- READING PASSAGE:
>>>
The quad-bike involved in the crash on Kuredu Island Resort, which claimed the lives of British honeymooners Emma and Jonathan Gray, was legally registered to the resort as a tractor according to registration documents obtained by Minivan News today.
Maldivian Democratic Party (MDP) Chairperson ‘Reeko’ Moosa Manik had previously alleged during an emergency motion in parliament last week that the King Quad 700 vehicle was not legally registered with the Maldives Transport Authority, and that the driver, 23 year-old Swedish national Filip Eugen Petre, was not licensed to operate it.
Opposition MPs accused Manik of indulging a personal vendetta against the resort’s owner, Champa ‘Uchoo’ Mohamed Moosa, in retaliation for coverage by Champa’s private DhiTV station of an incident last year in which 168 bottles of alcohol were found in Manik’s car while he was outside the country.
Manik further alleged in parliament that attempts were made to “to hide the boy [Petre] and put the blame [for the accident] on a Maldivian employee in the resort.”
When Minivan News contacted Manik today, he maintained that he had been informed by a person working on the resort that the vehicle was unregistered. He also claimed that foreigners who wished to drive in the Maldives were required to register with the Ministry of Transport.
“I have been watching that island for a long time and they are doing a lot of illegal things,” he alleged. “I am bringing this up in the national interest, not because of Champa. I don’t want this to happen on another resort otherwise it will affect the industry.”
Following widespread media coverage of Manik’s claims in parliament Jonathan’s mother, Cath Davies, called for a full inquiry into the accident “as somebody, somewhere, is responsible for having allowed that quad to be on the island, and those keys to be available to the young man who was unlicensed and unregistered.”
According to registration papers obtained by Minivan News, the 172 kilogram Suzuki 2007 King Quad 700 4X4 was imported on May 5 2007 and registered on August 2 the same year.
Minivan News also obtained a copy of Petre’s Swedish category B driving license, which would in Sweden, the UK and many other European countries, legally allow the operation of a four-wheeled motorcycle as well as a car.
According to Police Inspector Mohamed Riyaz, who is leading the investigation into the Kuredu accident, under Maldivian law foreign nationals with a valid overseas license are also able to drive in the country for a period of up to 90 days without a local license.
Riyaz said police were in the process of determining whether the quad-bike had been appropriately registered. He confirmed that the vehicle had been registered as a tractor under the ‘C1′ category “used for vehicles transporting goods, not passengers.”
“If it had been properly registered it would be under the A1 category and the driver would require a motorcycle license, as it has a fuel engine and is a very powerful 700cc,” he said.
He also noted that the vehicle was not designed to carry passengers other than the driver, and carried a warning to that effect.
Filip Petre was seriously injured in the accident and remains in hospital in Male’, following the confiscation of his passport on the order of the Criminal Court. Inspector Riyaz said that an application for Petre to be taken abroad for further medical treatment three days ago had been declined, “as police believed that based on the medical report there was no imminent threat to his life.”
<<<
- GIVEN DATA:
>>>
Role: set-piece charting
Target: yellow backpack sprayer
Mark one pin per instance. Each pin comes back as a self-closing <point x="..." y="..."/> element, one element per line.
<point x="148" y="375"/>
<<<
- WHAT YOU NEED TO DO:
- a) In the news article about the Kuredu quad-bike crash, what category was the vehicle registered under?
- b) Resume the news article about the Kuredu quad-bike crash, picking up right after its last sentence.

- RESPONSES BY TASK:
- a) It was registered as a tractor under the C1 category.

- b)
Inspector Riyaz said Petre’s family had approached the court to appeal the decision, and added that police were open to his treatment overseas if medical opinion was that urgent diagnosis was necessary.
In a statement to Minivan News, Filip’s father Lars Petre, a shareholder in the resort, described the accident as “by far the most tragic event in my life, and words cannot describe how saddened we are. I and my family are deeply concerned with errors on some of the media reports and we are also deeply saddened by some accusations made at my son.”
“My son Filip Petre (23 years) was taking the two guests home, to the other side of the island, when he experienced some difficulties with the bike, and crashed headlong into a tree on the road. The crash took two lives and badly injured my son.
“He fell unconscious with the crash and woke up some time later to find the two deceased also lying on the road. He immediately called for help and worked alongside with the doctor who arrived to try and save the victims of the crash, while he was bleeding himself.
“The quad bike which my son was driving was registered and my son Filip is licensed to drive such vehicles. My son Filip and his brother Tom (who was the first to arrive at the scene of the accident with the doctor), the management and staff of Kuredhu have been cooperating with the police investigation fully, and I give every assurance that they will continue to do so in the future.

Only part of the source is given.